# START OF Records provided

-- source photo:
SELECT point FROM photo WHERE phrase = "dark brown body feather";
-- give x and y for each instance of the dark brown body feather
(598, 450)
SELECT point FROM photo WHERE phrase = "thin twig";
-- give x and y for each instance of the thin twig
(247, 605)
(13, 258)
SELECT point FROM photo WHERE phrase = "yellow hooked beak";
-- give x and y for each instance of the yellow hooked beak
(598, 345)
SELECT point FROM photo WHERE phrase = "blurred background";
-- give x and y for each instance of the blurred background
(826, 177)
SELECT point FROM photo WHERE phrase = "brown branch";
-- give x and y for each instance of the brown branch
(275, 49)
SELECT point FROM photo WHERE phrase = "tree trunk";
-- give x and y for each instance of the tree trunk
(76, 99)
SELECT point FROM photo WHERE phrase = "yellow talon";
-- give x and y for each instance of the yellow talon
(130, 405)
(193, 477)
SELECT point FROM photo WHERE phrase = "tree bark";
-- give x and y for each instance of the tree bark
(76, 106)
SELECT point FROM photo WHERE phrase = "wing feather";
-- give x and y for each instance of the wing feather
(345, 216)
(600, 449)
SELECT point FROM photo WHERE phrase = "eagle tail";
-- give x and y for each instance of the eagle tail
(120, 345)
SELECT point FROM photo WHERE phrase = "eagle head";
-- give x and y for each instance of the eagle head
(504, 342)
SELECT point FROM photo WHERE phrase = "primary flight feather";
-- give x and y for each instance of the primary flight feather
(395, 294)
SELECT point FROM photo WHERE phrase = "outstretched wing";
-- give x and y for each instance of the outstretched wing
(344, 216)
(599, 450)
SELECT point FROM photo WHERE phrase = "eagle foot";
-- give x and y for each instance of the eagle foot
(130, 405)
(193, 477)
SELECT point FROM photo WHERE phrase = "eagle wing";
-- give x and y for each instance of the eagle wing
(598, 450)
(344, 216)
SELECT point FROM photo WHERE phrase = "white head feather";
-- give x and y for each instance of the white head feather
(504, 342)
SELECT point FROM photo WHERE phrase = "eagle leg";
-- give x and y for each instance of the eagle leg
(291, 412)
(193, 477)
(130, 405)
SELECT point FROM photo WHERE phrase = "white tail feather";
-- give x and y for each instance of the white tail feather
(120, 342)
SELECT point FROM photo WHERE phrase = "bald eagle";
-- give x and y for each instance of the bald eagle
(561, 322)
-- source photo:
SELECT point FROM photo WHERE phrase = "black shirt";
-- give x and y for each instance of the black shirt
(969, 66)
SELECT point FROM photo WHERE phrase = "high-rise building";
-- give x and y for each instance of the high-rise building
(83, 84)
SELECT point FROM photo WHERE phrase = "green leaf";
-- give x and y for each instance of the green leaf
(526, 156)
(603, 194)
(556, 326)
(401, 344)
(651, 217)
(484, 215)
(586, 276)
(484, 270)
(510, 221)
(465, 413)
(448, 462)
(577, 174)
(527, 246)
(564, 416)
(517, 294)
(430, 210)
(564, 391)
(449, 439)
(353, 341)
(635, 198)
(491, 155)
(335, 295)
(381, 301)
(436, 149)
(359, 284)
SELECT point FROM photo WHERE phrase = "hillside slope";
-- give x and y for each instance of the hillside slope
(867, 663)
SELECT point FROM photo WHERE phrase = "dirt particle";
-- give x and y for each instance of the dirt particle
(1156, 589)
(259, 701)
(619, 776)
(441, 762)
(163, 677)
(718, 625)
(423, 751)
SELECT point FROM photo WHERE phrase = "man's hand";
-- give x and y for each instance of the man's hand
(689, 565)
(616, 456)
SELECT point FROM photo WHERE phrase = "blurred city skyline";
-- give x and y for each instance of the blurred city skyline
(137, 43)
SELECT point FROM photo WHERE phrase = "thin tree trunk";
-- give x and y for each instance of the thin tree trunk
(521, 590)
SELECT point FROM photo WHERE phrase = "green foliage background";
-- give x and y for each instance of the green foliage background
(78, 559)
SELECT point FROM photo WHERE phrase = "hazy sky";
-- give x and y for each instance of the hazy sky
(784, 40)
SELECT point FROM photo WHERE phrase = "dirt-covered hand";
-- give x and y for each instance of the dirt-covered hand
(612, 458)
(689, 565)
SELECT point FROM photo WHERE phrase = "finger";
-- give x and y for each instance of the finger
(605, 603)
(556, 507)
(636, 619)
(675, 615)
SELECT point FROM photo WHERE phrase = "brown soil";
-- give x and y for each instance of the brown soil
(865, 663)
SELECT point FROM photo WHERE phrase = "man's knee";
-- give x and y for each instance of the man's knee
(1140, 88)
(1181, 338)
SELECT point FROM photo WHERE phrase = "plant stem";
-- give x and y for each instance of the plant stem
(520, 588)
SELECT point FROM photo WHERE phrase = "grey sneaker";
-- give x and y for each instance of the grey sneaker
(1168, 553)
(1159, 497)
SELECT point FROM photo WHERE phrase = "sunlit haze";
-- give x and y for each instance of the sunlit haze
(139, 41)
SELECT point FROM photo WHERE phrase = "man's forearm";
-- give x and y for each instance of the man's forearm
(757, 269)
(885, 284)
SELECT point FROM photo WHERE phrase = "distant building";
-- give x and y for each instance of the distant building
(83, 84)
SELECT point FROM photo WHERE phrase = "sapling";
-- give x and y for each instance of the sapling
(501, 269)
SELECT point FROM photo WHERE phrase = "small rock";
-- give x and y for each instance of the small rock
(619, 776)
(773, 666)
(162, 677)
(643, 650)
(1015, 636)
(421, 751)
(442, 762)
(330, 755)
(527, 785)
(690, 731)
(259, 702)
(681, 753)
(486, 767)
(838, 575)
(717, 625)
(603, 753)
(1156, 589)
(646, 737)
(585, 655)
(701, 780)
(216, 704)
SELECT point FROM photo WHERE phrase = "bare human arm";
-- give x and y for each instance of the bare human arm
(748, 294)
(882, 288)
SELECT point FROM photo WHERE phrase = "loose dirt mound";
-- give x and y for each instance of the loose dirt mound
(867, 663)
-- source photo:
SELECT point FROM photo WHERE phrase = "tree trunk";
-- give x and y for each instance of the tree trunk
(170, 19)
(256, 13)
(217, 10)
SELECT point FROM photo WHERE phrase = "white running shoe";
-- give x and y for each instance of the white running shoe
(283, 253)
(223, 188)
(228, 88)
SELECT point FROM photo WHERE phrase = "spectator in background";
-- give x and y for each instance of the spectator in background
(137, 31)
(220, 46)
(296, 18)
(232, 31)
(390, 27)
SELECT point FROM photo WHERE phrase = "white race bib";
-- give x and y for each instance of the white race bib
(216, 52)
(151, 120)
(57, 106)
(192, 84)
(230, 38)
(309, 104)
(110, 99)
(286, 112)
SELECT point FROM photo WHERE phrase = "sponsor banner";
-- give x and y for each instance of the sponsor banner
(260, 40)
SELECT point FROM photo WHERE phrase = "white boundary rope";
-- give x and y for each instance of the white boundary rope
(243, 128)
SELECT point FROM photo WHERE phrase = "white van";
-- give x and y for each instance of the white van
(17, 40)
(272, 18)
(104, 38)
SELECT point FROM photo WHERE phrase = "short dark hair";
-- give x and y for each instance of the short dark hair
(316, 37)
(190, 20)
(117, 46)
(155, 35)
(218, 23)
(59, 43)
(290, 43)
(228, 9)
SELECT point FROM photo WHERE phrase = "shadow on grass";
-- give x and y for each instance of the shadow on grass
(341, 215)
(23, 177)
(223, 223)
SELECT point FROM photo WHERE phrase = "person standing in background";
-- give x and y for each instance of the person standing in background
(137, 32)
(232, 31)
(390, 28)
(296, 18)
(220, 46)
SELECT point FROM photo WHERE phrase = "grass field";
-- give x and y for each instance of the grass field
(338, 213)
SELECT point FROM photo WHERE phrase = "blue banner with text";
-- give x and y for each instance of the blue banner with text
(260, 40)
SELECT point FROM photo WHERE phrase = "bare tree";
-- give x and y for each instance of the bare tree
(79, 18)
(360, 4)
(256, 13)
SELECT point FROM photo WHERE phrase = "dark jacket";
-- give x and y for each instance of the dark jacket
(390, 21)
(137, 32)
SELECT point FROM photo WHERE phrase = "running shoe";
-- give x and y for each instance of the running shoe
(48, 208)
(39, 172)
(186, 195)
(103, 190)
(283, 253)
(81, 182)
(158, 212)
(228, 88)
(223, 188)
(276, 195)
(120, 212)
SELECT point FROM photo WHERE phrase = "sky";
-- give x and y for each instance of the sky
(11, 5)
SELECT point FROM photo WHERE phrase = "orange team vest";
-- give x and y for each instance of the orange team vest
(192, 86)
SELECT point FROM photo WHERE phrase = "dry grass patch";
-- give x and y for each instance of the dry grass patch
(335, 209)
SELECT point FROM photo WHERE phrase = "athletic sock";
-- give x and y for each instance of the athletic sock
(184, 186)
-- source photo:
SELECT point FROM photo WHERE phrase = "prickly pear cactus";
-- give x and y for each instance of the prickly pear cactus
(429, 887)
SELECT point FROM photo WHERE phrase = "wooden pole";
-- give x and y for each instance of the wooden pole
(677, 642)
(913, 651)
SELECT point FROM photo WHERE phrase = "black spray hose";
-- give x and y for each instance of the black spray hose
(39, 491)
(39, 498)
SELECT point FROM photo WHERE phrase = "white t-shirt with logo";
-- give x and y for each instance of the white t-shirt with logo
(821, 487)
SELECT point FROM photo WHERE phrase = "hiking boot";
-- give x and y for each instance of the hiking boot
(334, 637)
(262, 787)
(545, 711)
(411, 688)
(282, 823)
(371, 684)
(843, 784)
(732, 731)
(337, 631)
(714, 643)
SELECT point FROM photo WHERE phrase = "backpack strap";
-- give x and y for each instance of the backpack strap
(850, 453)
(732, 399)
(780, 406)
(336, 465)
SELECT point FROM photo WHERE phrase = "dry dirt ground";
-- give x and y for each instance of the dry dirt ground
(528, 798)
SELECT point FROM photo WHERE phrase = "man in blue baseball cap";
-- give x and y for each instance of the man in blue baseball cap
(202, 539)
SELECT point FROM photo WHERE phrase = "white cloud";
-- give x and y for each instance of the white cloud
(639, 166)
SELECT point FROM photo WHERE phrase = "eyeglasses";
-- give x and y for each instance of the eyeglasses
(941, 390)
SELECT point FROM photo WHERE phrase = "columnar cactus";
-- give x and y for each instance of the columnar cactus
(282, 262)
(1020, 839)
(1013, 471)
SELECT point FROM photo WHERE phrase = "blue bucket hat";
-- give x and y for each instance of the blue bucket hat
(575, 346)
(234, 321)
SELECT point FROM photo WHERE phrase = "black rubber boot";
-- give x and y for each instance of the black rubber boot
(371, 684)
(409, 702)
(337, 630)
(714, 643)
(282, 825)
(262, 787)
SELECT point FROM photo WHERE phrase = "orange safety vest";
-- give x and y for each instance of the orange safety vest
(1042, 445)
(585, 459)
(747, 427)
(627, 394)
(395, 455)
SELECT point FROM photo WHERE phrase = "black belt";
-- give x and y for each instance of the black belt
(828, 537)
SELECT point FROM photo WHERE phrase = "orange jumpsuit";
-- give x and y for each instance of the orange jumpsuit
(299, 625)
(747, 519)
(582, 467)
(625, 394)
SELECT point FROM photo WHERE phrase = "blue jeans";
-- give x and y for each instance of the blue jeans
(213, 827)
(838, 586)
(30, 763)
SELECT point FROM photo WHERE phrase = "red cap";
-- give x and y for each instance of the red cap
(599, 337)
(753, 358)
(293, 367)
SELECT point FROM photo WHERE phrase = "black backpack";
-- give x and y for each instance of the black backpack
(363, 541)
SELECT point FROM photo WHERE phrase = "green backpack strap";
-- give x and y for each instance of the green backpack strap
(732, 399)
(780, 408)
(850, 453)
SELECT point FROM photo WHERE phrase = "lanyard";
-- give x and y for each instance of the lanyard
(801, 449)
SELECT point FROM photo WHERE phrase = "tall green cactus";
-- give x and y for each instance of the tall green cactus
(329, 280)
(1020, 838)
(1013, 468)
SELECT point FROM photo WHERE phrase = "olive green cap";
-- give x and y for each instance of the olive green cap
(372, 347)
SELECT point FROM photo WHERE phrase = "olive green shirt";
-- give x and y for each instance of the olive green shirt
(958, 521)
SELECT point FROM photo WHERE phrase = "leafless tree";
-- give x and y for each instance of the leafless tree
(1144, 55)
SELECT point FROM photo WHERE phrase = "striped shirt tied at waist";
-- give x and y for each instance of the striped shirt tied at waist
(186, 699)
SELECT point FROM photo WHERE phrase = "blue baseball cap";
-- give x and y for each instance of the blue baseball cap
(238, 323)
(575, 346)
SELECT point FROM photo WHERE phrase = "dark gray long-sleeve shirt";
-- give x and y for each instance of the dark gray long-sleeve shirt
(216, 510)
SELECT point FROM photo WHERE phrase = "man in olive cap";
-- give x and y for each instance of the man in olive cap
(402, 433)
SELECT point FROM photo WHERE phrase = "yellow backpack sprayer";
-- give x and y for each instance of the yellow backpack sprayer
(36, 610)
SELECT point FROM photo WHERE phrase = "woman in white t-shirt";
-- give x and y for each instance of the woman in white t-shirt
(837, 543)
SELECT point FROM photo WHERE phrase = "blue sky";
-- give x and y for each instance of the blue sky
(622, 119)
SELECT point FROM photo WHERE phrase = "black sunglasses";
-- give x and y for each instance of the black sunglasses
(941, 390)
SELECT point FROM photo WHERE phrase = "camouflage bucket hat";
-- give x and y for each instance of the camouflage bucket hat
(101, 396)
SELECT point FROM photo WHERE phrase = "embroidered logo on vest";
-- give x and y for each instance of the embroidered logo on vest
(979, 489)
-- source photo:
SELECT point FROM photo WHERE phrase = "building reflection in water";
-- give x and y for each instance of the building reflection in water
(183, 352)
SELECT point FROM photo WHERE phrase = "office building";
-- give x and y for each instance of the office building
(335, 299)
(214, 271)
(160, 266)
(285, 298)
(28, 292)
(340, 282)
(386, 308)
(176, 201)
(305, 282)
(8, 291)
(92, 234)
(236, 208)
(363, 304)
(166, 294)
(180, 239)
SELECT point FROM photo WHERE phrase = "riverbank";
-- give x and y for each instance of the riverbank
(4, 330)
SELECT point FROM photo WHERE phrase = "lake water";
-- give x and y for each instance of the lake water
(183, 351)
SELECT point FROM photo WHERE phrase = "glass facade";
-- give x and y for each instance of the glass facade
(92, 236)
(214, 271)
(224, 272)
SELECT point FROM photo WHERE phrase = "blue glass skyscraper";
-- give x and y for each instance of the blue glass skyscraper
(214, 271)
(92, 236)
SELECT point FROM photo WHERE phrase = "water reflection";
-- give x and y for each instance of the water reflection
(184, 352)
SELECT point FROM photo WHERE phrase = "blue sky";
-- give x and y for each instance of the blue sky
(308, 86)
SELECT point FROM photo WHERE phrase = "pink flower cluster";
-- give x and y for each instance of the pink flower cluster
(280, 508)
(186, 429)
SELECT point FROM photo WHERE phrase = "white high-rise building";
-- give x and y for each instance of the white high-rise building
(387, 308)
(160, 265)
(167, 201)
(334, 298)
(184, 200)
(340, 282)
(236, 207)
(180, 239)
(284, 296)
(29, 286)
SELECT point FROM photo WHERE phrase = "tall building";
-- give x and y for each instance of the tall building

# END OF Records provided

Prompt -
Pick out every line of the entries above that contains the string "athletic", treating uppercase and lowercase letters as distinct.

Complete answer -
SELECT point FROM photo WHERE phrase = "athletic sock";
-- give x and y for each instance of the athletic sock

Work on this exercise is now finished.